• [GOAL]: Word for word, transcribe every line from the one holding "Query: headlight" through the end of the records, but not the pictures.

## begin DATA TO USE

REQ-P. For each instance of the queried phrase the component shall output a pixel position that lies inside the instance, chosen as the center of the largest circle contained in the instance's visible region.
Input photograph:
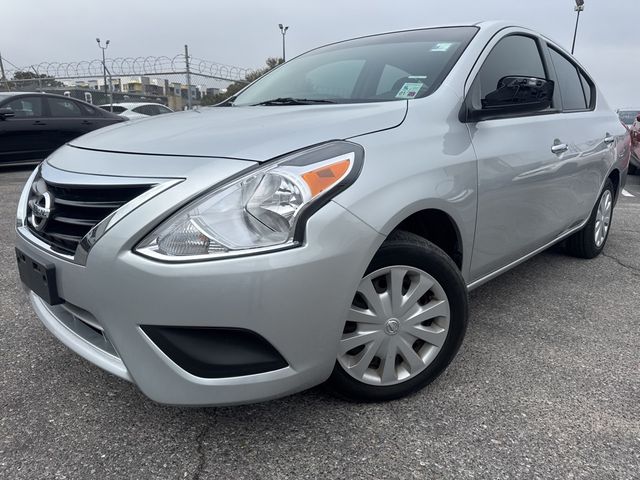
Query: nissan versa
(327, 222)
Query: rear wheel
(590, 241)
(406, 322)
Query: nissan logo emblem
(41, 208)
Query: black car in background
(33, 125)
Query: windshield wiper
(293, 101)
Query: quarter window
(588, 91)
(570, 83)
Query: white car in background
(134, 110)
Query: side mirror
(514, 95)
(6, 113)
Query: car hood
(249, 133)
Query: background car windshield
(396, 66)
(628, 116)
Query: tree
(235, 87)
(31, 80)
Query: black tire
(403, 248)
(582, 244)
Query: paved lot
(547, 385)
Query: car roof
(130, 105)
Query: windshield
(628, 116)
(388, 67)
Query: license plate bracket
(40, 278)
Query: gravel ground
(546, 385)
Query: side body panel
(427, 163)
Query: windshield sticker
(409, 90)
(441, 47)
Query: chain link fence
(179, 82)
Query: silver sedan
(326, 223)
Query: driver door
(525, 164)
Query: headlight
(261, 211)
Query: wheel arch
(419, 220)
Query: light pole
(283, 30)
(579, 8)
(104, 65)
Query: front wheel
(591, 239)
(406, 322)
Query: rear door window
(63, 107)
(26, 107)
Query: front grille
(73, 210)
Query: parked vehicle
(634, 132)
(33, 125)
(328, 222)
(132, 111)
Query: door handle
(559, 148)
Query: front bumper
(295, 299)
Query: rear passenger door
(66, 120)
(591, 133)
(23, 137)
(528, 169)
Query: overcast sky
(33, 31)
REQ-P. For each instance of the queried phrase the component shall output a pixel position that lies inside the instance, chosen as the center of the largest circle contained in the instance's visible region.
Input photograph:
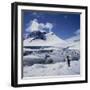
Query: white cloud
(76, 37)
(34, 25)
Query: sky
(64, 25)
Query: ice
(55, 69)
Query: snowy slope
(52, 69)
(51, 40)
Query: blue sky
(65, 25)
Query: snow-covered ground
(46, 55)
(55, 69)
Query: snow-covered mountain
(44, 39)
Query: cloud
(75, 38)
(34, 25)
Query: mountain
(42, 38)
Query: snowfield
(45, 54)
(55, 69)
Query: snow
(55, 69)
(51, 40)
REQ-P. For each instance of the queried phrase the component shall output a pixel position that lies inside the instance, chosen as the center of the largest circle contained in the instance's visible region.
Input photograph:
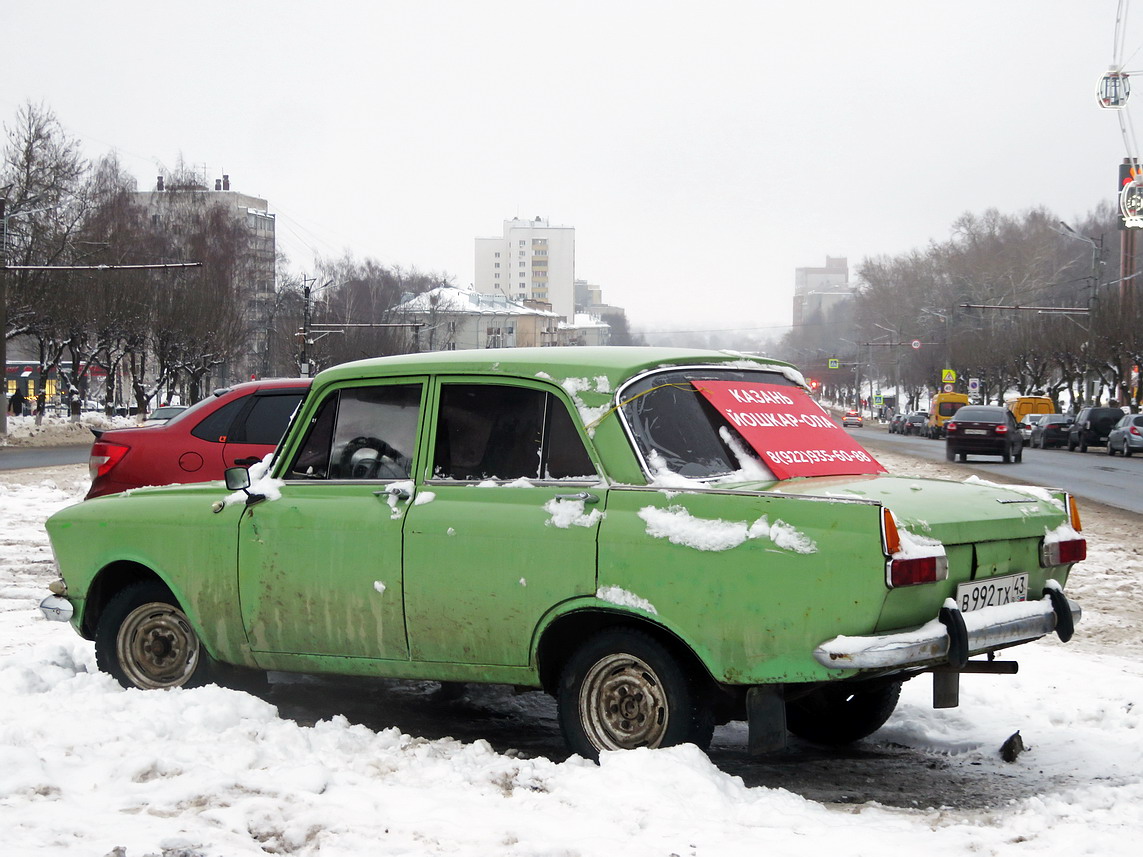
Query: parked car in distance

## end DATA TO USE

• [RIGHT ANSWER]:
Query: headlight
(261, 211)
Query: wheel arch
(419, 220)
Query: light pole
(283, 30)
(579, 8)
(104, 65)
Query: front wheel
(591, 239)
(406, 322)
Query: rear door window
(63, 107)
(26, 107)
Query: front grille
(73, 210)
Query: parked vehicle
(634, 132)
(33, 125)
(328, 222)
(132, 111)
Query: door handle
(559, 148)
Query: front bumper
(295, 299)
Query: rear passenger door
(66, 120)
(591, 133)
(23, 137)
(528, 169)
Query: overcast sky
(33, 31)
REQ-P. For each instance of the queried phrase the component shall output a pixel position that lies inside the instance, chosen as the center of the largest circle contained in the instance's visible region.
Input photograph:
Query: white cloud
(76, 37)
(34, 25)
Query: sky
(64, 25)
Query: ice
(55, 69)
Query: snowy slope
(52, 69)
(51, 40)
Query: blue sky
(65, 25)
Query: snow-covered ground
(46, 55)
(55, 69)
Query: snow-covered mountain
(44, 39)
Query: cloud
(75, 38)
(34, 25)
Query: mountain
(42, 38)
Query: snowfield
(45, 54)
(55, 69)
Query: snow
(55, 69)
(51, 40)
REQ-P. For each instance of the queried phrase the component shall output a pixel position that lies inside the instance, chosen as the center of the largest circle contained in the instance's visible region.
Input photograph:
Query: parked car in distance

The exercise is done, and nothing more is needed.